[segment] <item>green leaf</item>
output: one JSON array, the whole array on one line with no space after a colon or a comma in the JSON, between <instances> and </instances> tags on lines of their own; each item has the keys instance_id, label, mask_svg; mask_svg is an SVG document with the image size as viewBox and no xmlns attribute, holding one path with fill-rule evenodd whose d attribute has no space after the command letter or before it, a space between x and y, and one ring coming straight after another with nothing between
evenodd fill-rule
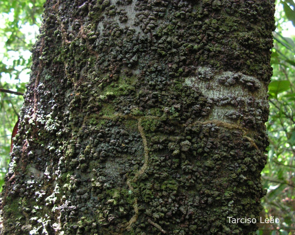
<instances>
[{"instance_id":1,"label":"green leaf","mask_svg":"<svg viewBox=\"0 0 295 235\"><path fill-rule=\"evenodd\" d=\"M293 0L285 0L285 1L295 8L295 3L294 3Z\"/></svg>"},{"instance_id":2,"label":"green leaf","mask_svg":"<svg viewBox=\"0 0 295 235\"><path fill-rule=\"evenodd\" d=\"M290 88L290 82L288 80L272 81L268 85L268 92L271 96L276 98L278 94Z\"/></svg>"},{"instance_id":3,"label":"green leaf","mask_svg":"<svg viewBox=\"0 0 295 235\"><path fill-rule=\"evenodd\" d=\"M281 1L281 2L283 4L284 10L287 18L289 21L291 21L293 25L295 26L295 14L294 13L294 11L291 9L286 2Z\"/></svg>"},{"instance_id":4,"label":"green leaf","mask_svg":"<svg viewBox=\"0 0 295 235\"><path fill-rule=\"evenodd\" d=\"M257 230L255 233L255 235L262 235L263 231L262 230Z\"/></svg>"}]
</instances>

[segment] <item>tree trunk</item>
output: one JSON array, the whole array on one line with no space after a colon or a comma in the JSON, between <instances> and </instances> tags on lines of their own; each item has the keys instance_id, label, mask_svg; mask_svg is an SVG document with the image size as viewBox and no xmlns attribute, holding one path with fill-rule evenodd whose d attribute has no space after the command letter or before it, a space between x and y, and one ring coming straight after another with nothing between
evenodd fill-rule
<instances>
[{"instance_id":1,"label":"tree trunk","mask_svg":"<svg viewBox=\"0 0 295 235\"><path fill-rule=\"evenodd\" d=\"M2 234L254 234L274 0L47 1Z\"/></svg>"}]
</instances>

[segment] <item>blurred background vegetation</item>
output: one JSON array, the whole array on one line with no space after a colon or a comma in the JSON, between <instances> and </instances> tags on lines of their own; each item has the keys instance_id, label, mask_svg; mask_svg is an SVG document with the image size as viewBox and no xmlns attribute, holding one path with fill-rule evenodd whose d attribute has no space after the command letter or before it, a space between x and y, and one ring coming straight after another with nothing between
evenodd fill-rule
<instances>
[{"instance_id":1,"label":"blurred background vegetation","mask_svg":"<svg viewBox=\"0 0 295 235\"><path fill-rule=\"evenodd\" d=\"M25 91L32 64L29 51L39 33L44 2L0 0L0 91ZM280 222L260 224L257 235L295 234L295 4L277 0L276 9L267 123L270 145L268 163L262 173L267 192L262 200L260 215ZM21 95L0 92L0 186L10 162L11 132L23 101Z\"/></svg>"}]
</instances>

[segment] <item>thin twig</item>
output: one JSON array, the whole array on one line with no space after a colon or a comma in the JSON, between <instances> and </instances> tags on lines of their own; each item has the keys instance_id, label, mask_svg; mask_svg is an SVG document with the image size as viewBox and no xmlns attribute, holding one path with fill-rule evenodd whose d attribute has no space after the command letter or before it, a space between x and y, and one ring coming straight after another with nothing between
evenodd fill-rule
<instances>
[{"instance_id":1,"label":"thin twig","mask_svg":"<svg viewBox=\"0 0 295 235\"><path fill-rule=\"evenodd\" d=\"M153 225L156 227L157 229L159 229L160 231L162 232L164 234L166 233L166 232L165 230L164 230L163 229L162 229L161 226L160 226L158 224L156 224L154 222L153 222L151 220L149 219L148 220L148 222L149 223L152 225Z\"/></svg>"},{"instance_id":2,"label":"thin twig","mask_svg":"<svg viewBox=\"0 0 295 235\"><path fill-rule=\"evenodd\" d=\"M6 93L10 93L11 94L14 94L17 95L23 95L24 93L18 91L11 91L10 90L7 89L3 89L3 88L0 88L0 92L4 92Z\"/></svg>"}]
</instances>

----

What to work on =
Please count the lines in the data above that contain the word "vegetation" and reply with only that number.

Written response =
2